◆ Directive:
Present the following entries again, word for word and in full.

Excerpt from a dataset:
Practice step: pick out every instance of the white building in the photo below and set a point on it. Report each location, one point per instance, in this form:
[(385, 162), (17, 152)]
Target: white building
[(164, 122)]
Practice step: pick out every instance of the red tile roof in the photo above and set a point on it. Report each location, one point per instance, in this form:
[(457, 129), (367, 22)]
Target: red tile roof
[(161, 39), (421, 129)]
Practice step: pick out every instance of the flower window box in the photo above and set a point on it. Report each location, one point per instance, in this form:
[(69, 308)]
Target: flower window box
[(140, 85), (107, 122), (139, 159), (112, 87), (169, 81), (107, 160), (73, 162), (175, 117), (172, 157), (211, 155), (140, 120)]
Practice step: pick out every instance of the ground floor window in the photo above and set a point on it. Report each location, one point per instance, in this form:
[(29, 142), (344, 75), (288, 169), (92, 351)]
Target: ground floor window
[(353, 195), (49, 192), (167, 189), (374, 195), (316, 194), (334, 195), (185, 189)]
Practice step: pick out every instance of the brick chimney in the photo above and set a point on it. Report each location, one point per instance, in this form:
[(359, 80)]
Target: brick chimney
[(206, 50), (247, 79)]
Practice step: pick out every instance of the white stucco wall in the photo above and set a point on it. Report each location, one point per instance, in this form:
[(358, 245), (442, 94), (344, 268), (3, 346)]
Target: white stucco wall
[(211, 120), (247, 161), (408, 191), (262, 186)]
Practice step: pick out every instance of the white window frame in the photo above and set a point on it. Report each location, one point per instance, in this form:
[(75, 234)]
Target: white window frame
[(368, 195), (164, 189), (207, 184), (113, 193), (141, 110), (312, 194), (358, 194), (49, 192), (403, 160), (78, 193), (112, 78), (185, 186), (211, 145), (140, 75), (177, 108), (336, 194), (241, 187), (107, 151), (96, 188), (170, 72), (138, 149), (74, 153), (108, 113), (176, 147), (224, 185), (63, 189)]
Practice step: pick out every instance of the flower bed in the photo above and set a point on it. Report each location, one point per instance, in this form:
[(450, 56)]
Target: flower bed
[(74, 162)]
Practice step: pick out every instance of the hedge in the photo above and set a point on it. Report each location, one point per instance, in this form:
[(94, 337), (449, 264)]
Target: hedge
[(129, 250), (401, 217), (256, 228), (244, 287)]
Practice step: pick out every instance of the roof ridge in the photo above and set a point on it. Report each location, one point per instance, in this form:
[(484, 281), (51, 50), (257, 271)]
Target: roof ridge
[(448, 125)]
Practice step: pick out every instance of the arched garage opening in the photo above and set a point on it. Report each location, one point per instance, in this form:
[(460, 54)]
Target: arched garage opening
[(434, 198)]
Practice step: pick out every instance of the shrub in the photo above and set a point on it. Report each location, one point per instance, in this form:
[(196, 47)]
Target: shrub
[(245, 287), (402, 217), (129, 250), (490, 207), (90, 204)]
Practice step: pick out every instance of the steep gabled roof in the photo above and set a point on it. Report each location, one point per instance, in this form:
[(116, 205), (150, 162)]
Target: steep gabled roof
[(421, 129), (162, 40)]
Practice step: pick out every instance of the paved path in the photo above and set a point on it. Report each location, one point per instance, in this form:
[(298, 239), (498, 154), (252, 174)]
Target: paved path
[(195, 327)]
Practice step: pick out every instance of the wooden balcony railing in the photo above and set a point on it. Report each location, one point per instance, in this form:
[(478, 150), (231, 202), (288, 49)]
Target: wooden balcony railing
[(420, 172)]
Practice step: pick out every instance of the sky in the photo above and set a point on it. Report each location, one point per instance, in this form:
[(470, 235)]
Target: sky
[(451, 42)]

◆ Task answer:
Practice step: pick out every instance of the white building in the photo below and set a point on it. Report each location, one point per instance, in this form:
[(385, 162), (17, 152)]
Target: white building
[(164, 122)]
Practice step: pick out every instance of the red tile roof in the photo above and set a point on it. Report each location, one point per instance, in this form:
[(457, 129), (367, 22)]
Target: red tile roof
[(161, 39), (421, 129)]
Practice step: pick out every instance of the flower window box in the photo above and set a point on it. Report each location, one point per instance, in this form:
[(69, 308)]
Target: flower window box
[(140, 85), (107, 122), (139, 159), (112, 87), (169, 81), (107, 160), (73, 162), (175, 117), (172, 157), (211, 155), (140, 120)]
Practice step: pick out every instance of the ground floor window in the photo above and set a point on it. Report each location, one point per instance, in this form:
[(29, 142), (344, 75), (288, 169), (92, 351)]
Target: ground floor window
[(353, 195), (49, 192), (167, 189), (374, 195), (316, 194), (334, 195), (185, 189)]
Practice step: pick out every instance of the brick chimney in the photo above and set a point on it. Report each location, one point per instance, in this form:
[(359, 80)]
Target: brick chimney
[(206, 50), (247, 79)]
Practice step: pick out every instance of the white stucco wall in the photo above and set a point on it. Report each location, one point per instance, in this form:
[(358, 245), (442, 94), (344, 268), (3, 346)]
Target: white stucco wall
[(211, 120), (247, 161), (408, 191), (262, 186)]
Practice step: pick out every instance of the white window frame in the photo above and set a point on it. Report each location, one point per instance, in this form:
[(75, 234)]
Target: white window frame
[(368, 195), (164, 189), (207, 184), (113, 193), (141, 110), (312, 194), (358, 194), (49, 192), (403, 160), (78, 193), (112, 78), (185, 186), (211, 145), (140, 75), (177, 108), (336, 194), (241, 187), (107, 151), (96, 188), (170, 72), (138, 149), (74, 153), (108, 113), (176, 147), (224, 185), (63, 189)]
Practice step: pick out every instance of the flower bed in the photo above and set a point on it. Report each location, one point per instance, in this form:
[(450, 56)]
Target: flower bed
[(74, 162)]
Practice step: pick out every instance of the hedge in the photo above and set a point on it. Report each location, one point per instance, in this form:
[(94, 337), (449, 264)]
Target: hedge
[(129, 250), (401, 217), (256, 228), (244, 287)]
Practice step: pick out every instance of the roof ridge in the photo above and set a point on it. Report each location, one point per instance, in this form:
[(484, 281), (51, 50), (257, 271)]
Target: roof ridge
[(448, 125)]
Practice step: pick out every instance of the arched garage opening in the photo above and set a point on it. Report each location, one point per instance, in this form:
[(460, 54)]
Target: arched garage opening
[(434, 198)]
Practice step: pick out every instance of the shrub in the photo above and set a point on it. Report each location, one point per instance, in this form:
[(196, 47)]
Target: shrub
[(245, 287), (402, 217), (129, 250), (490, 207), (90, 204)]
Practice step: pick out every instance of the steep gabled roof in the photo above and set a point on it. Report each location, one point per instance, in this form:
[(116, 205), (150, 162)]
Target: steep gabled roof
[(421, 129), (162, 40)]
Practice step: pick out every instance of the paved path in the photo above and set a point on it. Report each location, one point per instance, in this form:
[(298, 239), (498, 154), (252, 174)]
Target: paved path
[(195, 327)]
Practice step: pick out every instance of the wooden balcony railing in the photo above and set a point on it. Report each location, one point per instance, in this form:
[(478, 150), (231, 202), (288, 49)]
Target: wooden balcony railing
[(420, 172)]
Practice step: pick out every instance of the sky in the photo above and set a point on it. Report each location, one point per instance, in this form:
[(470, 235)]
Target: sky
[(451, 42)]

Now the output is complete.